Also, there should be investigations to our pandemic leadership for so heavily insisting that it almost certainly was not a leak - especially after the employee’s comments on regulatory capture.
As far as the whole leak thing goes, I always assumed it was just like every plague since antiquity; not a lab leak or creation (I think one of the problems that that crowd had was differentiating themselves from the whole “tinfoil crazy uncle” thing).
It's an open secret that this is a problem everywhere, not just medical regulation. The revolving door was once an issue that the left campaigned on, in fact, but you don't hear much about it any more. Probably because there's no obvious fix beyond ensuring that pay for regulators keeps up with whatever comp the private sector is willing to offer, which is the sort of solution that's not politically popular on that side of the aisle. Also it's hard. The value of less aggressive regulation to companies like Pfizer is very high. Governments meanwhile are ideologically optimized to hire more people at lower wages, not fewer people at higher wages. The whole culture of pay more to hire the best that you find in places like the tech industry just doesn't happen there, and in the USA there's even a rule limiting pay to be lower than the President (which mysteriously doesn't apply to Fauci, wonder how that one works).

Brief A: In the text on regulatory capture, what rule in the USA is said to limit pay for government workers?
Brief B: Continue the text on regulatory capture from its last sentence onward.

Extracted information:
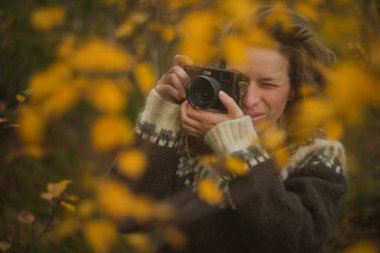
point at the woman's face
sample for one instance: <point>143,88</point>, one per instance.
<point>269,86</point>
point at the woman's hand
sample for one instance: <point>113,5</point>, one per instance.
<point>172,85</point>
<point>197,122</point>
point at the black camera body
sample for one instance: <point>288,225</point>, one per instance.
<point>206,82</point>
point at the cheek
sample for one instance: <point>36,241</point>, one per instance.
<point>278,101</point>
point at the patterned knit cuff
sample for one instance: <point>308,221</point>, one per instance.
<point>160,121</point>
<point>232,135</point>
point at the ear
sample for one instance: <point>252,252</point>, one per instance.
<point>292,94</point>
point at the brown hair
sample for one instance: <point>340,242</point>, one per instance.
<point>295,38</point>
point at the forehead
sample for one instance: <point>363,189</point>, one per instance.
<point>264,61</point>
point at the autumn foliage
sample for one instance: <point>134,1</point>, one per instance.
<point>65,117</point>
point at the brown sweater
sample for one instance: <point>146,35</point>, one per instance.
<point>291,209</point>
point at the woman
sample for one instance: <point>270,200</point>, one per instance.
<point>270,209</point>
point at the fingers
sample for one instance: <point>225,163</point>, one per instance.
<point>232,108</point>
<point>182,60</point>
<point>172,85</point>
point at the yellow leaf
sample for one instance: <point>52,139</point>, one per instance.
<point>55,189</point>
<point>236,166</point>
<point>115,199</point>
<point>145,77</point>
<point>61,101</point>
<point>235,50</point>
<point>20,98</point>
<point>140,242</point>
<point>313,112</point>
<point>351,89</point>
<point>282,157</point>
<point>209,192</point>
<point>198,31</point>
<point>26,217</point>
<point>100,234</point>
<point>48,81</point>
<point>86,208</point>
<point>111,131</point>
<point>68,206</point>
<point>66,46</point>
<point>33,150</point>
<point>132,163</point>
<point>99,55</point>
<point>48,17</point>
<point>333,129</point>
<point>125,29</point>
<point>107,96</point>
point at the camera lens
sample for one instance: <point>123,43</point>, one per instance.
<point>203,92</point>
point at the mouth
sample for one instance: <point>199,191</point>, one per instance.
<point>257,117</point>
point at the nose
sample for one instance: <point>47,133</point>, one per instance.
<point>252,96</point>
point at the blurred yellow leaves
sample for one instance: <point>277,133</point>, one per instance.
<point>129,25</point>
<point>99,55</point>
<point>140,242</point>
<point>117,201</point>
<point>47,82</point>
<point>111,131</point>
<point>100,234</point>
<point>209,192</point>
<point>48,17</point>
<point>107,96</point>
<point>313,112</point>
<point>198,31</point>
<point>26,217</point>
<point>55,190</point>
<point>132,163</point>
<point>234,9</point>
<point>352,88</point>
<point>308,10</point>
<point>145,77</point>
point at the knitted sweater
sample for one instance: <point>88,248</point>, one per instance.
<point>271,209</point>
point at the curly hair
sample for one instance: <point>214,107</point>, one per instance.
<point>295,38</point>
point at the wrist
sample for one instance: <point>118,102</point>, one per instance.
<point>232,135</point>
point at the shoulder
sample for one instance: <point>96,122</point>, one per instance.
<point>317,153</point>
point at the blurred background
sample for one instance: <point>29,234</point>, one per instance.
<point>72,70</point>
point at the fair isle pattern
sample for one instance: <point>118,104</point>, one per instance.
<point>320,152</point>
<point>159,122</point>
<point>193,171</point>
<point>163,137</point>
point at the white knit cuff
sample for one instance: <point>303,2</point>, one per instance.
<point>232,135</point>
<point>163,114</point>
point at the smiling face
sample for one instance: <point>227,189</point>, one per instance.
<point>269,86</point>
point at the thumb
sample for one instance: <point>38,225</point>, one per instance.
<point>230,104</point>
<point>182,60</point>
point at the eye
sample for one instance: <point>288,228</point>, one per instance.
<point>269,85</point>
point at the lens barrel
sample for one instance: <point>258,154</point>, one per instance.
<point>203,92</point>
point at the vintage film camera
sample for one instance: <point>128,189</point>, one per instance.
<point>206,82</point>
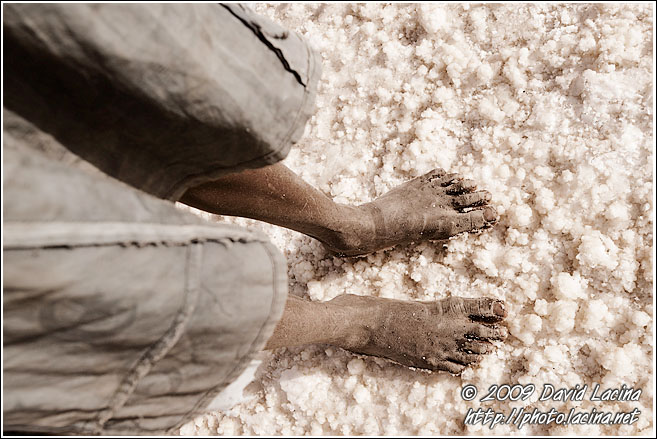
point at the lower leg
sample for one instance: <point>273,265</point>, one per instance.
<point>436,205</point>
<point>444,335</point>
<point>276,195</point>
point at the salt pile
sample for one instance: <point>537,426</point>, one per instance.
<point>548,107</point>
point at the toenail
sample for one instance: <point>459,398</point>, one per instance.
<point>498,309</point>
<point>489,214</point>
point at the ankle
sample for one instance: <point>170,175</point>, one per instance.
<point>362,316</point>
<point>347,234</point>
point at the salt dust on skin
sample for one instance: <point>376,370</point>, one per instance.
<point>548,107</point>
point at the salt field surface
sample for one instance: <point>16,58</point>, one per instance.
<point>548,107</point>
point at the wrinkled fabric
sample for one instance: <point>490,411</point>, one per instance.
<point>122,313</point>
<point>160,96</point>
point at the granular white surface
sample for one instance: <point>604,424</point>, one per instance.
<point>548,107</point>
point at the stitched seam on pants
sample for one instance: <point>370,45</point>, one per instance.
<point>35,235</point>
<point>158,350</point>
<point>257,30</point>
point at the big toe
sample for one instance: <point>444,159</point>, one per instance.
<point>471,199</point>
<point>485,308</point>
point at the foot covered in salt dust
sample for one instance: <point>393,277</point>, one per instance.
<point>436,205</point>
<point>446,335</point>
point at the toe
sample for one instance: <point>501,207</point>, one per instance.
<point>473,199</point>
<point>474,220</point>
<point>465,358</point>
<point>449,366</point>
<point>486,332</point>
<point>447,180</point>
<point>462,187</point>
<point>485,308</point>
<point>476,347</point>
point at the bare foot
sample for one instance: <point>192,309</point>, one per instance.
<point>436,205</point>
<point>447,335</point>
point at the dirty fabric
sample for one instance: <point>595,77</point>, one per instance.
<point>121,313</point>
<point>160,96</point>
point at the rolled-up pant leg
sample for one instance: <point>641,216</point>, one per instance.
<point>122,314</point>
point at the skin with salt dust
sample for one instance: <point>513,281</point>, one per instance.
<point>554,118</point>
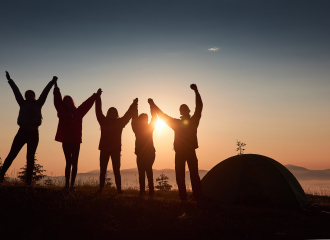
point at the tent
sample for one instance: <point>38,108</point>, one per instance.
<point>252,177</point>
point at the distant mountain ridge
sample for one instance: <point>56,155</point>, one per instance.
<point>304,174</point>
<point>301,173</point>
<point>131,177</point>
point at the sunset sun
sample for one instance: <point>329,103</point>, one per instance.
<point>160,124</point>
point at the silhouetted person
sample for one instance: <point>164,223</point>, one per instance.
<point>29,119</point>
<point>185,143</point>
<point>69,130</point>
<point>110,143</point>
<point>144,147</point>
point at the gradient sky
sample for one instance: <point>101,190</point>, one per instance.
<point>267,84</point>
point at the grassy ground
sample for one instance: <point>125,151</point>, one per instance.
<point>49,213</point>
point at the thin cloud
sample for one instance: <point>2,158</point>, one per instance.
<point>214,49</point>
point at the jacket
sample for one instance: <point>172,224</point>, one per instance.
<point>144,133</point>
<point>69,127</point>
<point>111,129</point>
<point>29,116</point>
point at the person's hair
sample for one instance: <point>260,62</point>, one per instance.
<point>142,115</point>
<point>30,92</point>
<point>183,106</point>
<point>113,108</point>
<point>70,98</point>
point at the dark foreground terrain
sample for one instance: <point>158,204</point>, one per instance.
<point>49,213</point>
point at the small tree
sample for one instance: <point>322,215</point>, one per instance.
<point>162,181</point>
<point>108,179</point>
<point>37,172</point>
<point>240,147</point>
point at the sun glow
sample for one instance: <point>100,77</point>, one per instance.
<point>160,124</point>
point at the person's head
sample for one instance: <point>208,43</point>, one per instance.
<point>184,110</point>
<point>143,118</point>
<point>112,113</point>
<point>68,102</point>
<point>30,95</point>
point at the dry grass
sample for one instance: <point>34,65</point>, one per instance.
<point>46,212</point>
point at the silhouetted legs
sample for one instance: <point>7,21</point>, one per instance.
<point>180,164</point>
<point>104,160</point>
<point>31,138</point>
<point>144,164</point>
<point>71,152</point>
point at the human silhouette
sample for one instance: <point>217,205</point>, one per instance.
<point>29,119</point>
<point>144,147</point>
<point>110,143</point>
<point>69,130</point>
<point>185,143</point>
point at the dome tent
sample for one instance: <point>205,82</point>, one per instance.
<point>253,177</point>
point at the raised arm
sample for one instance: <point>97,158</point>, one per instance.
<point>127,116</point>
<point>44,94</point>
<point>85,106</point>
<point>98,108</point>
<point>58,103</point>
<point>154,118</point>
<point>199,103</point>
<point>17,93</point>
<point>134,117</point>
<point>167,119</point>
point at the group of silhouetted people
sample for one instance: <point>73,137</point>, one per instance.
<point>69,132</point>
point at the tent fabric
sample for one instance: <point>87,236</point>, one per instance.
<point>253,177</point>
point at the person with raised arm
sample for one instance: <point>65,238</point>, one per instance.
<point>69,130</point>
<point>110,142</point>
<point>29,119</point>
<point>185,143</point>
<point>144,147</point>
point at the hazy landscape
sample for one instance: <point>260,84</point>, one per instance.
<point>312,181</point>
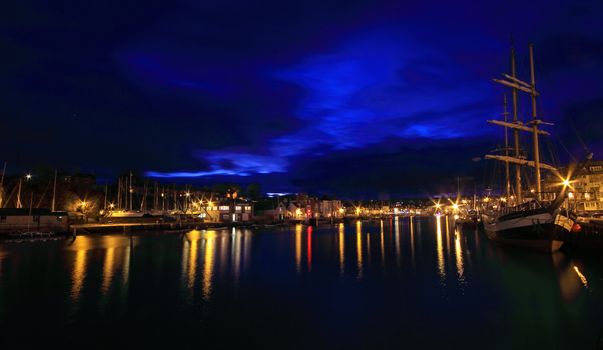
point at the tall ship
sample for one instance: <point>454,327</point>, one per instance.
<point>535,219</point>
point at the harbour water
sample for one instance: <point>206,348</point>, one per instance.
<point>396,283</point>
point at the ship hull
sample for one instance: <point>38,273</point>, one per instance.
<point>542,231</point>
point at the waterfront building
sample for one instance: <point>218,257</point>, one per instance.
<point>235,211</point>
<point>586,194</point>
<point>35,219</point>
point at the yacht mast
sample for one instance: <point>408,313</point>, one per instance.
<point>131,191</point>
<point>119,192</point>
<point>19,205</point>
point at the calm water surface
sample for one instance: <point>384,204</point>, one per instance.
<point>382,284</point>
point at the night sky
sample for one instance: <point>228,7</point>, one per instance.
<point>355,98</point>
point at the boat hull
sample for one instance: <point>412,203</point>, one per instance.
<point>543,232</point>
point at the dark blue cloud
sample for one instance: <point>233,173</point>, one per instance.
<point>288,94</point>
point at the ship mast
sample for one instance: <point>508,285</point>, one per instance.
<point>54,192</point>
<point>532,127</point>
<point>535,122</point>
<point>516,132</point>
<point>507,181</point>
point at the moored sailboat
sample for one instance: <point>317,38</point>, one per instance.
<point>537,223</point>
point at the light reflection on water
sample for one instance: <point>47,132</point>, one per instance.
<point>379,270</point>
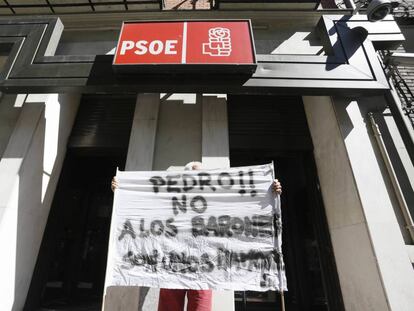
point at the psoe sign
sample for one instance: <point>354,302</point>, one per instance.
<point>181,45</point>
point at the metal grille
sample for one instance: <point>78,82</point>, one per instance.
<point>103,121</point>
<point>263,122</point>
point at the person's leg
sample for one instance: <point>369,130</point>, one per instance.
<point>171,299</point>
<point>199,300</point>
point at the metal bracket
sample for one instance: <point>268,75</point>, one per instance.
<point>351,66</point>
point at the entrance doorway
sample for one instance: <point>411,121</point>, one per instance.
<point>70,269</point>
<point>263,129</point>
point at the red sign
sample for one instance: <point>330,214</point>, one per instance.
<point>185,42</point>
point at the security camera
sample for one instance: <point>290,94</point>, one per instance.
<point>378,9</point>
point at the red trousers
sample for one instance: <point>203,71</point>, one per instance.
<point>173,300</point>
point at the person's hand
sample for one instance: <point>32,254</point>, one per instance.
<point>277,187</point>
<point>114,184</point>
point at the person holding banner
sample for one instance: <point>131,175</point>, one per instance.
<point>197,300</point>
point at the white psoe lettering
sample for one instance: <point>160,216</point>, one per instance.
<point>155,47</point>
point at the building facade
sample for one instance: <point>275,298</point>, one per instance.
<point>324,104</point>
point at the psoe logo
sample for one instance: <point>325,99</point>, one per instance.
<point>219,42</point>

Result A: A rule limits their pay to less than the President's.

Result B:
You could also try hacks like laws forbidding regulators from (re)joining the industry they regulate, but that'd just make the job even less attractive and ensure that whoever the government does end up hiring are the industry rejects, who will either have an axe to grind or simply not be able to keep up with the technical issues, making them easy to bamboozle.
There's not really a great solution here, beyond maybe just being realistic about what government regulation is capable of. Private sector regulators is also a possibility. Uber is a taxi regulator of sorts, but a much more effective and innovative one, and one whose staff can't be bought off with the carrot of luxury jobs in the taxi sector.
You're so right about viral engineering being done by individuals. I don't know what can be done about that. I guess it depends a lot on how many dual uses some of the ingredients have, how much the tech can be controlled. Sort of like how you can stop people doing stuff with uranium on their own, but not mixing up fertilizer bombs. But presumably it's easier to stop large companies and government labs doing this stuff, so why not start there? Today we fail even at that.